(Point-based annotation data)
= = = = =

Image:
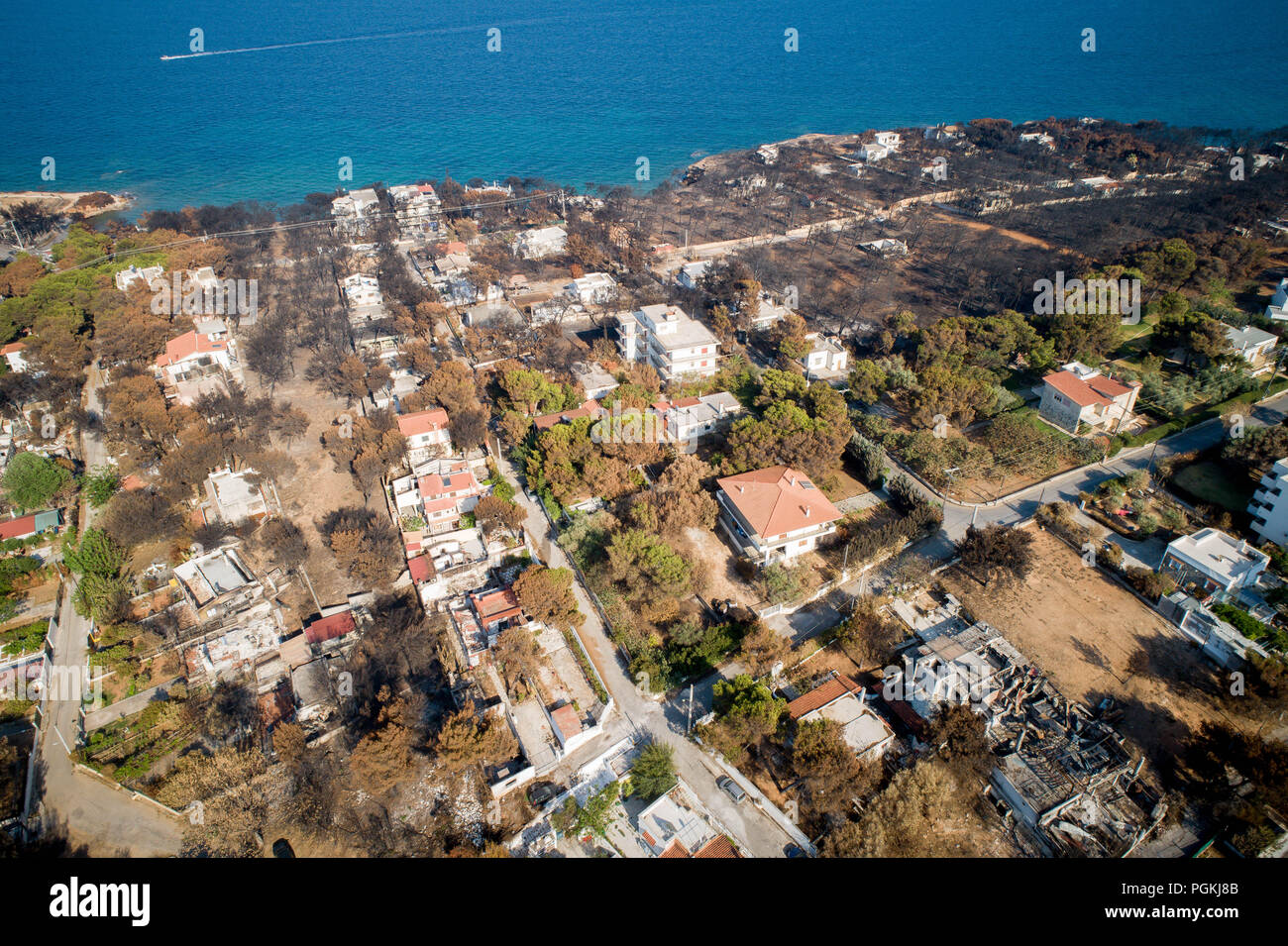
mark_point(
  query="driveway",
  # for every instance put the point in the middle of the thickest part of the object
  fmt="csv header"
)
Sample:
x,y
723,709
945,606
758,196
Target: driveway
x,y
85,807
755,830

= = = = =

§ GIVEN EXERCISE
Output every line of the rows above as a numbered list, skipping any blank lines. Leave the pictures out.

§ COMPLETE RESPONSE
1. Image:
2. mark_point(
3.   query="driveway",
4.   # for every instance put the point in the middle of the thickest part of the object
5.   fmt="csv header"
6. )
7. Sample:
8. x,y
9. 723,709
10. 945,606
11. 758,196
12. Target: driveway
13. x,y
14. 85,807
15. 755,830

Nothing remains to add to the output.